:: What you are asked to do ::
In the block order proposal below, copy the passage starting at "The existing Trustless Gateway specification does" and ending at "order and dups.", substituting "media type" for "content type" each time it occurs.

:: Selected extract ::
— Start —

IPIP-0412: Signaling Block Order in CARs on HTTP Gateways

Marcin Rataj (Protocol Labs) GitHub
Jorropo (Protocol Labs) GitHub
Related Issues
Commit History
GitHub ipfs/specs (pull requests, new issue, open issues)

1. Summary

Adds support for additional, optional content type options that allow the client and server to signal or negotiate a specific block order in the returned CAR.

2. Motivation

We want to make it easier to build light-clients for IPFS. We want them to have low memory footprints on arbitrary sized files. The main pain point preventing this is the fact that CAR ordering isn't specified.

This requires keeping some kind of reference either on disk, or in memory to previously seen blocks for two reasons.

  1. Blocks can arrive out of order, meaning when a block is consumed (data is read and returned to the consumer) and when it's received might not match.

  2. Blocks can be reused multiple times, this is handy for cases when you plan to cache on disk but not at all when you want to process a stream with use & forget policy.

What we really want is for the gateway to help us a bit, and give us blocks in a useful order.

The existing Trustless Gateway specification does not provide a mechanism for negotiating the order of blocks in CAR responses.

This IPIP aims to improve the status quo.

3. Detailed design

CAR content type (application/vnd.ipld.car) already supports version parameter, which allows gateway to indicate which CAR flavor is returned with the response.

The proposed solution introduces two new parameters for the content type headers in HTTP requests and responses: order and dups.

The order parameter allows the client to indicate its preference for a specific block order in the CAR response, and the dups parameter specifies whether duplicate blocks are allowed in the response.

A Client SHOULD send Accept HTTP header to leverage content type negotiation based on section 12.5.1 of [rfc9110] to get the preferred response type.

More details in Section 5. (CAR Responses) of [trustless-gateway].

4. Design rationale

The proposed specification change aims to address the limitations of the existing Trustless Gateway specification by introducing a mechanism for negotiating the block order in CAR responses.

By allowing clients to indicate their preferred block order, Trustless Gateways can cache CAR responses for popular content, resulting in improved performance and reduced network load. Clients benefit from more efficient data handling by deserializing blocks as they arrive,

We reuse exiting HTTP content type negotiation, and the CAR content type, which already had the optional version parameter.

— End —

(Dataset excerpts on object pointing)

— Start —

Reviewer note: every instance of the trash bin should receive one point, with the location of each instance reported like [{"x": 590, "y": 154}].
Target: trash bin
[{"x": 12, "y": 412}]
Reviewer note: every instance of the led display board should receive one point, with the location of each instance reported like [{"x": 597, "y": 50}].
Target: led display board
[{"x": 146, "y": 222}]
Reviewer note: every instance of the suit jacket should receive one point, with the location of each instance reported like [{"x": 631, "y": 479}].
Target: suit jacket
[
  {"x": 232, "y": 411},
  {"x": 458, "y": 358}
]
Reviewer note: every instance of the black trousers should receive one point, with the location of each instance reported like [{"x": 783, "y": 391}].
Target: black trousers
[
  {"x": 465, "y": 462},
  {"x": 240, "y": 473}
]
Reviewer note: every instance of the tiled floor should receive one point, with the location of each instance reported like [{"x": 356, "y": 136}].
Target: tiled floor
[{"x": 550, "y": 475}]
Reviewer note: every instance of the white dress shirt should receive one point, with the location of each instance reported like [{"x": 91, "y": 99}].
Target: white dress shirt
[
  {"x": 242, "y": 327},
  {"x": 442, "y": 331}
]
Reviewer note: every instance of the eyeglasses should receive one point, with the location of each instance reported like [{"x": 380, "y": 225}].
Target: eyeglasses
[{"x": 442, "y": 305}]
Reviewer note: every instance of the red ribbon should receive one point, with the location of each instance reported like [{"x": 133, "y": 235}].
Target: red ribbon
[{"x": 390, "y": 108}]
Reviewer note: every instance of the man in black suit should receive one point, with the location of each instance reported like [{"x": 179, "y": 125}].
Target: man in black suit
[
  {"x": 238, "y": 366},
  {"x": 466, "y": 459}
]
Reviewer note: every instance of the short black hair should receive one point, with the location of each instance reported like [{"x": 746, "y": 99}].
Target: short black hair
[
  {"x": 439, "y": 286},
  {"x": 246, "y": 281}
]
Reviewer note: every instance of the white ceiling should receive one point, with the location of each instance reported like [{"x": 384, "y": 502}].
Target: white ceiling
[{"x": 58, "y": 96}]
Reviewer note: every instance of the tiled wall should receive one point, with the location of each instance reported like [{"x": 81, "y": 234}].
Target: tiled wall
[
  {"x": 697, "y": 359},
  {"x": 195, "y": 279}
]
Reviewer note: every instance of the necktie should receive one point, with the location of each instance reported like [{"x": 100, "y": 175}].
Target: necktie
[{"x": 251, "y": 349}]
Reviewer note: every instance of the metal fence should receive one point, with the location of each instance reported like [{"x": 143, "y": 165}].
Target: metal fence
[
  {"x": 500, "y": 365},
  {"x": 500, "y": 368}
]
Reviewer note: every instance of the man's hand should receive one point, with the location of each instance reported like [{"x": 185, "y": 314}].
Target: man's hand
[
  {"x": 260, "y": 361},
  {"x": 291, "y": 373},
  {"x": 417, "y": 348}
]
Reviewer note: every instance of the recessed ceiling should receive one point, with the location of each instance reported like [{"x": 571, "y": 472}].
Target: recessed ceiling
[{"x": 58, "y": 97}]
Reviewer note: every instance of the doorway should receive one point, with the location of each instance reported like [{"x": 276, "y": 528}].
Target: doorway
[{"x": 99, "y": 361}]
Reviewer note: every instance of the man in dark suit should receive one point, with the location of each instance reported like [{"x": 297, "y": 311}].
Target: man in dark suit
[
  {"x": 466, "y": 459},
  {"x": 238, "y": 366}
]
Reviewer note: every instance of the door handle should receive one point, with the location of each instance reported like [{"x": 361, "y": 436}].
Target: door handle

— End —

:: Task output ::
The existing Trustless Gateway specification does not provide a mechanism for negotiating the order of blocks in CAR responses.

This IPIP aims to improve the status quo.

3. Detailed design

CAR media type (application/vnd.ipld.car) already supports version parameter, which allows gateway to indicate which CAR flavor is returned with the response.

The proposed solution introduces two new parameters for the media type headers in HTTP requests and responses: order and dups.